Optimize BPF tail calls on x86_64 by eliminating runtime memory accesses
for max_entries and prog->bpf_func when the prog array map is known at
verification time.

The verifier now encodes three fields in the tail call instruction's imm:
  - bits 0-7:   map index in used_maps[] (max 63)
  - bits 8-15:  dynamic array flag (1 if map pointer is poisoned)
  - bits 16-31: poke table index + 1 for direct tail calls (max 1023)

For static tail calls (map known at verification time):
  - max_entries is embedded as an immediate in the comparison instruction
  - The cached target from array->ptrs[max_entries + index] is used
    directly, avoiding the prog->bpf_func dereference

For dynamic tail calls (map pointer poisoned):
  - Fall back to runtime lookup of max_entries and prog->bpf_func

This reduces cache misses and improves tail call performance for the
common case where the prog array is statically known.

→ **DATA SEGMENT**

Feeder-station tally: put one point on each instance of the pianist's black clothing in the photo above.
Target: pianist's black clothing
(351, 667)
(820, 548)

→ **YOUR TASKS**
1) In the patch description, what do bits 8-15 of the tail call instruction's imm encode?
2) Transcribe the patch description starting at the words "Optimize BPF tail" and ending after "pointer is poisoned)".
3) Do the following statements agree with the patch description? Answer yes or no for each, quoting the deciding words.
(a) The poke table index for direct tail calls is stored in bits 16-31 of the imm.
(b) For dynamic tail calls, max_entries is embedded as an immediate in the comparison instruction.
(c) The map index in used_maps[] can be at most 127.

→ **REPLIES**
1) The dynamic array flag, which is 1 if the map pointer is poisoned.

2)
Optimize BPF tail calls on x86_64 by eliminating runtime memory accesses
for max_entries and prog->bpf_func when the prog array map is known at
verification time.

The verifier now encodes three fields in the tail call instruction's imm:
  - bits 0-7:   map index in used_maps[] (max 63)
  - bits 8-15:  dynamic array flag (1 if map pointer is poisoned)

3)
(a) Yes: "bits 16-31:  poke table index + 1 for direct tail calls (max 1023)"
(b) No: "Fall back to runtime lookup of max_entries and prog->bpf_func"
(c) No: "map index in used_maps[] (max 63)"